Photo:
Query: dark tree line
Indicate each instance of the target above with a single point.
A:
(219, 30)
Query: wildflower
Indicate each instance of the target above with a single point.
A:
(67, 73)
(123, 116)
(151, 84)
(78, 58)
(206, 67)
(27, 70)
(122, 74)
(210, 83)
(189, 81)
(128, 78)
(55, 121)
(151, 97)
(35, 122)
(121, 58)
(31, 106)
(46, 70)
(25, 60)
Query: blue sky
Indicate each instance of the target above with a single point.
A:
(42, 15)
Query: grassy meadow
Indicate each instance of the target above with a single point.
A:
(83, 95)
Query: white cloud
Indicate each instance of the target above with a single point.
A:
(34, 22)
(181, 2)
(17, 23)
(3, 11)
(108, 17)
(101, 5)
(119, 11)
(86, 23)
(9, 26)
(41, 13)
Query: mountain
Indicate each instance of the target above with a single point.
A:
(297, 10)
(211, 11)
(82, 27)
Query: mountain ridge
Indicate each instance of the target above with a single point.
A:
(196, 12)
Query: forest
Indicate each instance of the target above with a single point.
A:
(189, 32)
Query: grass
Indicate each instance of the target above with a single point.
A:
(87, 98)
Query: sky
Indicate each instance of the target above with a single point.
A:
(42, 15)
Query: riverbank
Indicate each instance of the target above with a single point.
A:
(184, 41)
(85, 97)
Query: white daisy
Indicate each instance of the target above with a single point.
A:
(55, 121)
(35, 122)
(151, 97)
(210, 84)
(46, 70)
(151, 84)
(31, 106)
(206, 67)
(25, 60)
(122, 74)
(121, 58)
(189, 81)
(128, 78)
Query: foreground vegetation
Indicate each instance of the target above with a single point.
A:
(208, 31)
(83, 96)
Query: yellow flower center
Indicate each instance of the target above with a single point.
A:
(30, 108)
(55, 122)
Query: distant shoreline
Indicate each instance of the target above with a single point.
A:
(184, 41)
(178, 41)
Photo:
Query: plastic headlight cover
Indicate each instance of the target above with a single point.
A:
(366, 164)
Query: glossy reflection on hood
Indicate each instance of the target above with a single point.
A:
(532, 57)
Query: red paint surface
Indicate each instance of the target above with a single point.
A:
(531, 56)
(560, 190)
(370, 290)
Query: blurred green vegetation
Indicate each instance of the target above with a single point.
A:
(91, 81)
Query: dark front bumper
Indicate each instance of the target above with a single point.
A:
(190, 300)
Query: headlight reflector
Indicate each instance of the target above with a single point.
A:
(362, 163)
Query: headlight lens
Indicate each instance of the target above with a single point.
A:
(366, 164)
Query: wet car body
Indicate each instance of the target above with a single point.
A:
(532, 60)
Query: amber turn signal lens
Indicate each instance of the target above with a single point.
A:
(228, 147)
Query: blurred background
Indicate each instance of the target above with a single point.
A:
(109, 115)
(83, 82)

§ GIVEN EXERCISE:
Return, word for word, each line from the line that contains "Query: glossy reflection on hood" to the end of the listing above; include both end lines and nothing else.

§ COMPLETED TASK:
Query: glossy reflection on hood
Indicate each instance of the target above with a single point.
A:
(532, 57)
Query: red paint surface
Indicate each instance of the target above with a single point.
A:
(531, 56)
(560, 190)
(370, 290)
Query: blurred green vegetation
Indicate each instance of the target above with a single point.
A:
(91, 81)
Query: dark front bumper
Indicate each instance of the target above with a single point.
A:
(190, 300)
Query: headlight reflector
Indicate each instance of the target above with a single point.
A:
(362, 163)
Query: headlight lens
Indicate each instance of the target above with a single point.
A:
(366, 164)
Query: wet car body
Indicate each instance of the target above with a single point.
A:
(532, 60)
Query: amber turn signal lens
Indicate each instance of the target above with a single point.
A:
(228, 147)
Query: blurred background
Indicate each instance of the target above with a single point.
A:
(109, 115)
(83, 82)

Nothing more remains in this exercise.